▶ [THE PROBLEM]: Turn every line of the material below into a JSON list of strings, one string per line, skipping any blank lines.

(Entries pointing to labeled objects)
==============================

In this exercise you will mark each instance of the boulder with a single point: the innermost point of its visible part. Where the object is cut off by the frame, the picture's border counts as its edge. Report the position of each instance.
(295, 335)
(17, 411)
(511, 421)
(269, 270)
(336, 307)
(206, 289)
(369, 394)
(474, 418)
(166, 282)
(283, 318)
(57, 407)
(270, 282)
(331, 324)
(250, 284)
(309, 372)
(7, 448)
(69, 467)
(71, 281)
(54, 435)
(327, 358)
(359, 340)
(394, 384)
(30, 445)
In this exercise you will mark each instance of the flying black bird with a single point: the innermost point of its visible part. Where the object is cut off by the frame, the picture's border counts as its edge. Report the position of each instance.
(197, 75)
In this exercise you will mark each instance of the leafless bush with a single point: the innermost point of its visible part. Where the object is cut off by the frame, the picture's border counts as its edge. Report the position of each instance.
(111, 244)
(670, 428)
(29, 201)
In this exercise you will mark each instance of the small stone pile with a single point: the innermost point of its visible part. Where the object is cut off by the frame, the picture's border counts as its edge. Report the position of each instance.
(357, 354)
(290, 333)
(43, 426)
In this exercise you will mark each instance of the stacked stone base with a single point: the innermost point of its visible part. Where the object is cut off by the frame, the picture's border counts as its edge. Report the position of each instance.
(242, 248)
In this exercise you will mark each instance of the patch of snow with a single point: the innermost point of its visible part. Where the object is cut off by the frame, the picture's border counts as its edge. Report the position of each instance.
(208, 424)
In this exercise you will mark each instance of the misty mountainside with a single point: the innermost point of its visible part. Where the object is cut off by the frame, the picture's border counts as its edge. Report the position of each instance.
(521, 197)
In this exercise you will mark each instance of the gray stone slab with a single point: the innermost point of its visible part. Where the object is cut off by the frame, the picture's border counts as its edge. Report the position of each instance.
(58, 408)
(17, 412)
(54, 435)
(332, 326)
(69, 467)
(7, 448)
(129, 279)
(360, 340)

==============================

▶ [RESULT OF THIS EXERCISE]:
[
  "In this exercise you will mark each instance of the boulder with a single point: the innermost point of its visible part. Where the object is cut off by the frame, the picture's border counts as its edge. Report the position of each instance.",
  "(295, 335)",
  "(17, 411)",
  "(511, 421)",
  "(269, 270)",
  "(336, 307)",
  "(206, 289)",
  "(369, 394)",
  "(474, 418)",
  "(166, 282)",
  "(283, 318)",
  "(57, 407)",
  "(270, 282)",
  "(331, 324)",
  "(250, 284)",
  "(309, 372)",
  "(7, 448)",
  "(69, 467)",
  "(71, 281)",
  "(54, 435)",
  "(327, 358)",
  "(359, 340)",
  "(394, 384)",
  "(30, 445)",
  "In this exercise you will mark each instance of the flying black bird with a single point: the innermost point of its visible part. Where the object is cut off by the frame, the picture's border counts as its edge. Report the position of each instance.",
  "(197, 75)",
  "In this exercise you will mark each instance of the leafless bush with a single point: the innermost point of its visible part. Where the object is cut off by the frame, the picture's border counts as its edge. Report the position of each instance.",
  "(111, 244)",
  "(670, 428)",
  "(29, 201)",
  "In this exercise you will mark each instance of the small stone pile with a single point: the innermost point of its visible part. Where the object is cut off by the frame, the picture's border counts as its edge. Report the position of each instance.",
  "(357, 354)",
  "(290, 333)",
  "(43, 426)",
  "In this exercise you will mark each instance of the stacked stone base with a single point: the innermost point of its visible part. Where the object is cut off by the frame, the picture's border counts as its edge. Report the position of each instance.",
  "(242, 248)",
  "In this exercise you will mark each instance of the patch of snow with a single point: the innermost point of its visible part. Where the object is cut off by the frame, the picture's border counts as its edge. Report the position of each instance.",
  "(208, 424)",
  "In this exercise you will mark each instance of the misty mountainside with a single point: the innermost point of its visible part. Where the object is cut off by the frame, the picture's border counts as its edge. Report the position of each instance.",
  "(521, 197)",
  "In this exercise you will mark each instance of the gray stone slab with a single point: the innermost point of its visible part. Where the object is cut off by the frame, the picture's border counts as its edge. Report the position of each instance.",
  "(58, 408)",
  "(17, 412)",
  "(54, 435)",
  "(332, 326)",
  "(69, 467)",
  "(7, 448)",
  "(129, 279)",
  "(360, 340)"
]